◆ **PARTS OF THE EXERCISE**
A: In the wastewater interview, what is Namami Gange described as?
B: Translate this sentence from the wastewater interview into Spanish: "So far, the initiatives have been good, but the results are yet to be seen."
C: Print everything in the wastewater interview from "This is where" down to "the coming future.".

◆ **DOCUMENT EXCERPT**
‘Government initiatives have played a major role in making the companies implement wastewater treating facilities’
Hemant Watve, Managing Director and CEO, Wilo Mather and Platt Pumps Pvt Ltd
India and several other countries are witnessing water scarcity and the availability of freshwater is also dwindling because of pollution. In an interview with Aultrin Vijay, Senior Sub-editor of this magazine, Hemant Watve, Managing Director and CEO, Wilo Mather and Platt Pumps Pvt Ltd, explains the need for water recycling and the technologies being introduced in the market to extract clean water from wastewater.
How do you reckon the imperative need for wastewater management?
This is where I think the government of India has taken the right step by initiating Namami Gange — a flagship programme by the union government to conserve and rejuvenate River Ganga. Such initiatives should also be taken at regional levels so that we would be able to focus on protection of water bodies and conserve them for the future. So far, the initiatives have been good, but the results are yet to be seen. So, we expect to see good results in the coming future.
How do you reckon water purification for enhanced sustainability?
If we talk about the current water purification technology, we could see there’s wastage of water because of techniques such as reverse osmosis (RO), which is not feasible in India. We need to judiciously use that technology. So, we need to choose the technology that would be good for us and our economy.
We have introduced products that are capable of providing potable water without any harmful bacteria or viruses. However, minerals are removed in some processes such as reverse osmosis (RO), which should be avoided.

◆ **PROVIDED RECORDS**
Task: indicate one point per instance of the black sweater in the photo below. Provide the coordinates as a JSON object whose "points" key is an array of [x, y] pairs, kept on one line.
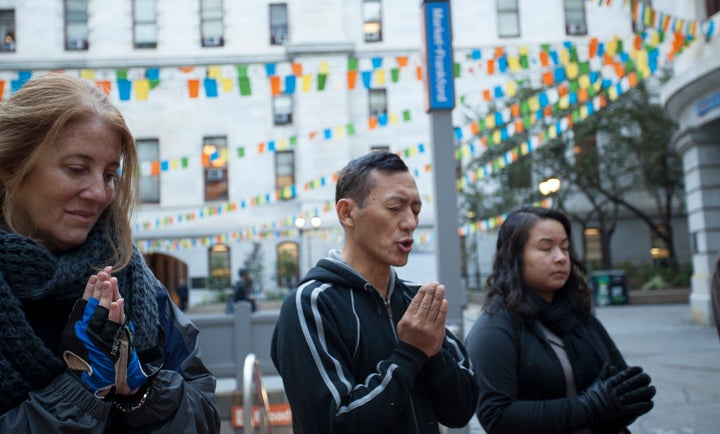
{"points": [[335, 346], [522, 383]]}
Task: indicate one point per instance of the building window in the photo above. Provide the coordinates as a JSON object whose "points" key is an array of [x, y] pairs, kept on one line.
{"points": [[282, 109], [145, 23], [219, 267], [658, 246], [377, 102], [575, 23], [593, 246], [7, 30], [288, 264], [278, 24], [215, 161], [211, 23], [638, 22], [372, 20], [508, 18], [76, 28], [149, 155], [284, 173], [587, 160]]}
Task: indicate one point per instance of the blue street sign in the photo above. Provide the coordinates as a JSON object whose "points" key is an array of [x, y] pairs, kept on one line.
{"points": [[437, 52]]}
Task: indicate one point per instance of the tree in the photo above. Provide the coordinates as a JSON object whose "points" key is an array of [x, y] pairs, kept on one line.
{"points": [[603, 160]]}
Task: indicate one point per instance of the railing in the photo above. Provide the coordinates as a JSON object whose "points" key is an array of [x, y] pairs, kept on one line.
{"points": [[228, 339], [252, 375]]}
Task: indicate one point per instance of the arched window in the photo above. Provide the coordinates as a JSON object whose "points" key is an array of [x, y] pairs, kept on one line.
{"points": [[288, 266], [219, 267]]}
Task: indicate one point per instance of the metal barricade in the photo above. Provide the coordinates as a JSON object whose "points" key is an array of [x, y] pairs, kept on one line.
{"points": [[252, 375]]}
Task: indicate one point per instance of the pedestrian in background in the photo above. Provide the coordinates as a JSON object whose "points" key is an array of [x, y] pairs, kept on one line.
{"points": [[90, 341], [715, 293], [242, 290], [358, 349], [543, 361]]}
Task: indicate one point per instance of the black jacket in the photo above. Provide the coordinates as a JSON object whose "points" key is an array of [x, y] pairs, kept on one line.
{"points": [[522, 384], [336, 347], [182, 394]]}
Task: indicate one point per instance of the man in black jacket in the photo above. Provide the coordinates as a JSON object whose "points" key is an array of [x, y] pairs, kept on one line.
{"points": [[358, 349]]}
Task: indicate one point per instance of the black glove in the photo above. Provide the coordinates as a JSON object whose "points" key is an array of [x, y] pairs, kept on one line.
{"points": [[100, 350], [625, 395]]}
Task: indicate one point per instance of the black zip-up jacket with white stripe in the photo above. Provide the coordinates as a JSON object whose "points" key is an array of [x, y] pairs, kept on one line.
{"points": [[344, 370]]}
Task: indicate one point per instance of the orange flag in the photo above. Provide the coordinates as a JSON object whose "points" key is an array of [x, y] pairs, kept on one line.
{"points": [[194, 87], [352, 76], [275, 85]]}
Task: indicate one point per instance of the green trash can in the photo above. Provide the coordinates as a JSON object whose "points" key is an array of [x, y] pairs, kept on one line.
{"points": [[609, 287]]}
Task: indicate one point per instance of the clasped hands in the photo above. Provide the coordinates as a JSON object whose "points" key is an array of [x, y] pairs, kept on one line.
{"points": [[97, 341], [423, 324]]}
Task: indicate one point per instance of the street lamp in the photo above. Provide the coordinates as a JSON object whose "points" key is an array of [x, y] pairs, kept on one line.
{"points": [[315, 223], [548, 188]]}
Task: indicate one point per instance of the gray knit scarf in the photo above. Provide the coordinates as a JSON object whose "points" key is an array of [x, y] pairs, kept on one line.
{"points": [[30, 273]]}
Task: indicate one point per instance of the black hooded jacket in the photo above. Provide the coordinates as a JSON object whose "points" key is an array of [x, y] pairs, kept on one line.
{"points": [[344, 370]]}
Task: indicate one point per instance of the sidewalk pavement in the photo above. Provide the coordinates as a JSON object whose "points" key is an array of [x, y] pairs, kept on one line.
{"points": [[682, 358]]}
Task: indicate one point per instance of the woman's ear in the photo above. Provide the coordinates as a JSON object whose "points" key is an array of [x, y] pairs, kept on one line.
{"points": [[344, 209]]}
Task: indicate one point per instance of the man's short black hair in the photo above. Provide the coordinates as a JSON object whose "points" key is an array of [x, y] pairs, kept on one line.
{"points": [[354, 180]]}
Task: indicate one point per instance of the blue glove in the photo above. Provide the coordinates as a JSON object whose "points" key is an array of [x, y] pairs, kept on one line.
{"points": [[101, 350]]}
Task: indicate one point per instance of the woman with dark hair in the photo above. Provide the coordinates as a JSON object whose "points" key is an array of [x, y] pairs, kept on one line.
{"points": [[543, 361]]}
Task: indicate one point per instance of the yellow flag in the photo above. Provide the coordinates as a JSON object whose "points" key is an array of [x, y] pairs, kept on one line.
{"points": [[572, 70], [306, 82], [215, 72], [511, 88], [88, 74], [584, 81], [226, 84], [142, 88], [380, 77]]}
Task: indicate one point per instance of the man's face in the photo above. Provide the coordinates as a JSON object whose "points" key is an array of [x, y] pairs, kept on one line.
{"points": [[384, 226]]}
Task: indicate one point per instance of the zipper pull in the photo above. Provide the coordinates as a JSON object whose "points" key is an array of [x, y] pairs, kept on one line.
{"points": [[387, 306]]}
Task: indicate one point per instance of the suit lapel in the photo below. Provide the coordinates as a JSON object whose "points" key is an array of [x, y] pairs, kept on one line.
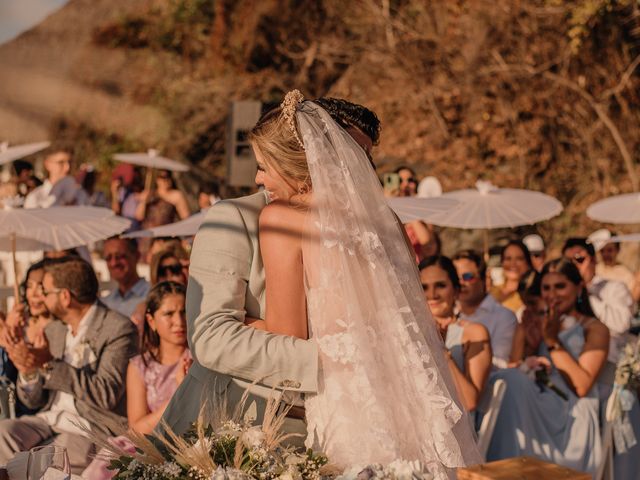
{"points": [[56, 333]]}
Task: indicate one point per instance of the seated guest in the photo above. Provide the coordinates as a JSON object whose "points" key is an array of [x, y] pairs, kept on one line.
{"points": [[171, 264], [154, 375], [78, 377], [122, 256], [60, 188], [611, 301], [528, 336], [26, 322], [609, 268], [478, 306], [535, 244], [516, 261], [556, 418], [467, 342]]}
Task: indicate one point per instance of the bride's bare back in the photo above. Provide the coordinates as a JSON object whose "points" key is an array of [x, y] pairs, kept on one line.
{"points": [[281, 235]]}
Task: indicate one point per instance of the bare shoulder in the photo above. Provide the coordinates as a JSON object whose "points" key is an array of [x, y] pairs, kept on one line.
{"points": [[281, 215], [596, 329], [474, 332]]}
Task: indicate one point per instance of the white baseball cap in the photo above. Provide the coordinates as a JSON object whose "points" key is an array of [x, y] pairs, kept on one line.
{"points": [[599, 238], [534, 243]]}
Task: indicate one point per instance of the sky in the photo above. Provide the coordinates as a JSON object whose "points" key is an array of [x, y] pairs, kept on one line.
{"points": [[16, 16]]}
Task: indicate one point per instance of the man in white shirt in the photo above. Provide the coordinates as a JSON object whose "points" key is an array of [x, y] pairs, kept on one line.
{"points": [[76, 374], [476, 305], [59, 188], [610, 300], [122, 256]]}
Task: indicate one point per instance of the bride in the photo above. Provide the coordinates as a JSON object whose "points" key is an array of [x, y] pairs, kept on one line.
{"points": [[338, 271]]}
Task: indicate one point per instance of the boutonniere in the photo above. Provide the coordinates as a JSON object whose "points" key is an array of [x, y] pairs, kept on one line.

◆ **ANSWERS IN ORDER**
A: It is described as a flagship programme by the union government to conserve and rejuvenate River Ganga.

B: Hasta ahora, las iniciativas han sido buenas, pero los resultados aún están por verse.

C:
This is where I think the government of India has taken the right step by initiating Namami Gange — a flagship programme by the union government to conserve and rejuvenate River Ganga. Such initiatives should also be taken at regional levels so that we would be able to focus on protection of water bodies and conserve them for the future. So far, the initiatives have been good, but the results are yet to be seen. So, we expect to see good results in the coming future.